ページ本文 —
※ ※ ※
記憶のリハビリテーションについて考える
PQRST法について
自分は数年前まで知らなかったのだが記憶のリハビリにPQRST法というものがあります。
記憶のリハビリは難しいというイメージがあり、メモやデバイスを利用した代償手段の指導を行うことが多いです。課題としても記銘し再生・再認する課題を漫然と行っていた恥ずかしい過去もあります。
今の流行が何なのかは知りませんが、PQRST法を考えたいと思います。
学校で習った記憶がないので論文で調べてみました。
PQRST法は(略)Preview(全体的文脈を学習するためにざっと目を通す) Question(テキストのキーとなる概念について尋ねる) Read(質問に答えることを念頭に置いて読む) Self-Recitation(読み終えた情報を能動的に覚えこむ) Test(質問に答えることによって自ら再検討する)からなる。
高原 世津子, 野間 俊一, 種村 留美, 上床 輝久, 種村 純.記憶障害例に対して残存する視覚記憶を利用したPQRST法の効果.高次脳機能研究 (旧 失語症研究).25号3号.2005
臨床では、
ざっと目を通してもらう⇒質問する⇒質問の答えのところにマーカー引く⇒もう一回読む⇒もう一回質問に答えてもらう
みたいなことをやっています。
今回、良好な視覚性記憶を利用するために、文章課題と視覚課題の両方を用いたが、文章課題は[文章のみ]、視覚課題は[文章+視覚]であり、後者はより記憶に有利な材料を含んでいると考える。
高原 世津子, 野間 俊一, 種村 留美, 上床 輝久, 種村 純.記憶障害例に対して残存する視覚記憶を利用したPQRST法の効果.高次脳機能研究 (旧 失語症研究).25号3号.2005
この論文で症例への介入について検討しています。
文章のみでPQRST法を用いた場合と写真のついたもので実施した場合で差があったようです。
ちなみに、この介入では、受傷後7か月半経過した症例で行っています。
そこで改善を認めているので非常に興味深いと思います。
記憶障害のリハビリテーションは
三村 將, 小松 伸一.記憶障害のリハビリテーションのあり方.高次脳機能研究 (旧 失語症研究).23巻3号.2003
(1)患者主体であること
(2)実現可能で明確であること
(3)達成までの期間が特定されること
(4)効果測定が可能であること
を念頭に置いて目標設定がなされるべきである。
※ ※ ※
データセット —

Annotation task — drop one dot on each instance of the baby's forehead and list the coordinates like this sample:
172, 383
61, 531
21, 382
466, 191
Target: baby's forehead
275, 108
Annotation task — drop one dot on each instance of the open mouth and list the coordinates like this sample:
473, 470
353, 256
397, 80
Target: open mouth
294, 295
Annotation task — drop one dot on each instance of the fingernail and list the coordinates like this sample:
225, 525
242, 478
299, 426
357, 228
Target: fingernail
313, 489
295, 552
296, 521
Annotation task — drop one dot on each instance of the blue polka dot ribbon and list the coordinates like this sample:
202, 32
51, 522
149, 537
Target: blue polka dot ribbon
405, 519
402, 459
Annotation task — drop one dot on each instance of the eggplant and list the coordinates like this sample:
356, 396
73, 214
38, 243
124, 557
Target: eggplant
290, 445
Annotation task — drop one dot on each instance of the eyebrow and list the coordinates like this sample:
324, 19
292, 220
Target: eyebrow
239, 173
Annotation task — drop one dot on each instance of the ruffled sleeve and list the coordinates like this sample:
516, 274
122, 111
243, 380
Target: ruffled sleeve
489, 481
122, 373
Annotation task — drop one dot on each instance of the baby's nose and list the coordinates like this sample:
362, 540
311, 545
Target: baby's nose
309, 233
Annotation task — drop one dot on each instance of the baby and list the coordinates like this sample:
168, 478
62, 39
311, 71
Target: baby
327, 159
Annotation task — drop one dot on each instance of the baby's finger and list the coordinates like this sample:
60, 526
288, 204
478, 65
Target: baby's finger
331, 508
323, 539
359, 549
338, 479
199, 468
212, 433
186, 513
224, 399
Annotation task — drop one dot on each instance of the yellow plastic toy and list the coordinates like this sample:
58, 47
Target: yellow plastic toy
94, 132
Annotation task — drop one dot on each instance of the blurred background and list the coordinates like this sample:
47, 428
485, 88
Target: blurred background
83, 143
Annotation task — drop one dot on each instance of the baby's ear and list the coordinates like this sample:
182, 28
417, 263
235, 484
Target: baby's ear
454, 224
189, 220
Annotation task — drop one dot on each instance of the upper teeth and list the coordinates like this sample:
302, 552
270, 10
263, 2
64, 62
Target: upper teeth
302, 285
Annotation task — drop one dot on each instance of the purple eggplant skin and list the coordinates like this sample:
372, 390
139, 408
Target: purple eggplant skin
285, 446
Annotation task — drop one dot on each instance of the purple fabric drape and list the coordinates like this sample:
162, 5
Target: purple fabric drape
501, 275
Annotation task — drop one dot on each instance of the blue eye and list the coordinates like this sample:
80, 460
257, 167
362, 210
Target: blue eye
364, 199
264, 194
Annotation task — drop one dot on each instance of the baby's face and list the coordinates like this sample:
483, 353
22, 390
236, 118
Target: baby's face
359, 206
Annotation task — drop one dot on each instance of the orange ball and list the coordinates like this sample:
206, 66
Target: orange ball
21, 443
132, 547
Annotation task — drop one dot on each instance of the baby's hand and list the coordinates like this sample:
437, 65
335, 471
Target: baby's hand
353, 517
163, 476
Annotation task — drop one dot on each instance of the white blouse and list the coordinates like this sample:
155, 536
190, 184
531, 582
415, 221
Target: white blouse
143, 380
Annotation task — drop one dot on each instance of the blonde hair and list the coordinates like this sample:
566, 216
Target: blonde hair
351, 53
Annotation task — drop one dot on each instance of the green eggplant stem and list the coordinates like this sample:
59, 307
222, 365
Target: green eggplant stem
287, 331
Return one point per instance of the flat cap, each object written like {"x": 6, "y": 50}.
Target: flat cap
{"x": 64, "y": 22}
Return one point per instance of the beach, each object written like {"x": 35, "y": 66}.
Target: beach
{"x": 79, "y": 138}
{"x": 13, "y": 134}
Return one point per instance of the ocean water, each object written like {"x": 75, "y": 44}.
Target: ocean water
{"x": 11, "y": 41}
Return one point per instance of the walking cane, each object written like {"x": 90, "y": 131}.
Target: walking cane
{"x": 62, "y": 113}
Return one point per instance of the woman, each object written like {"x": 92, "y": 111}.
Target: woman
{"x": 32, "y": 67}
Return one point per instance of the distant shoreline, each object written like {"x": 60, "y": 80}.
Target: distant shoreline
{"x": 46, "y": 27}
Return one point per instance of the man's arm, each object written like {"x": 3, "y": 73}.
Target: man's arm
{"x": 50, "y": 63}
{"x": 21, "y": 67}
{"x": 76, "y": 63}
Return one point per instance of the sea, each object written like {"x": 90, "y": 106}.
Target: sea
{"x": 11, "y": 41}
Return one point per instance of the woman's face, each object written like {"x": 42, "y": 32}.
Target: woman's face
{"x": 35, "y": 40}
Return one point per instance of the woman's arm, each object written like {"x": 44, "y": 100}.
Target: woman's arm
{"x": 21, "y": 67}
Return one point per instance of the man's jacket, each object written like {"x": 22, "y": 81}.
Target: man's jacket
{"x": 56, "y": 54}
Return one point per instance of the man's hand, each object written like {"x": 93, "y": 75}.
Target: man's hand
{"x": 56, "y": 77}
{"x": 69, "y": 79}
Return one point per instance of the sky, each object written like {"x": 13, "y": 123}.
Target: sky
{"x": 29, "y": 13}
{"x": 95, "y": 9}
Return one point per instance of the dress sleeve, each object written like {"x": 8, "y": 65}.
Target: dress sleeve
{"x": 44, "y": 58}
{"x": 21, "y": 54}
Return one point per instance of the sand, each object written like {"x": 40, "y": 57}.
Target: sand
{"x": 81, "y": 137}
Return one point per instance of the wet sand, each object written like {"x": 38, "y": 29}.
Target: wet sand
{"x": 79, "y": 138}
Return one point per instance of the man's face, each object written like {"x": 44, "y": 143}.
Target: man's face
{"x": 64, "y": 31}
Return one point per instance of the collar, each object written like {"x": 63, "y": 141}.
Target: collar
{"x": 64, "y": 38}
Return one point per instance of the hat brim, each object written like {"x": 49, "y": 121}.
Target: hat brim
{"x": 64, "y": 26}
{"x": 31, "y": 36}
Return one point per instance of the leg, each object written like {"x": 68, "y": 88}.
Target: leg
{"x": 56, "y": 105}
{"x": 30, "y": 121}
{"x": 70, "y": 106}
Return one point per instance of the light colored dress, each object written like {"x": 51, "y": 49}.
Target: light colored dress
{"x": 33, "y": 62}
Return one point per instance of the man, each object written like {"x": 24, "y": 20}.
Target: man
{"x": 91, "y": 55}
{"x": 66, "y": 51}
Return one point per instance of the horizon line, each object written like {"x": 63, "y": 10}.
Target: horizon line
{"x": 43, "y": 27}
※ ※ ※
問題 —
記憶のリハビリテーションについての本文から、「学校で習った記憶がないので論文で調べてみました。」を含む語句で始まり「みたいなことをやっています。」で終わる部分を、一字も変えずに書き写しなさい。

解答 —
学校で習った記憶がないので論文で調べてみました。
PQRST法は(略)Preview(全体的文脈を学習するためにざっと目を通す) Question(テキストのキーとなる概念について尋ねる) Read(質問に答えることを念頭に置いて読む) Self-Recitation(読み終えた情報を能動的に覚えこむ) Test(質問に答えることによって自ら再検討する)からなる。
高原 世津子, 野間 俊一, 種村 留美, 上床 輝久, 種村 純.記憶障害例に対して残存する視覚記憶を利用したPQRST法の効果.高次脳機能研究 (旧 失語症研究).25号3号.2005
臨床では、
ざっと目を通してもらう⇒質問する⇒質問の答えのところにマーカー引く⇒もう一回読む⇒もう一回質問に答えてもらう
みたいなことをやっています。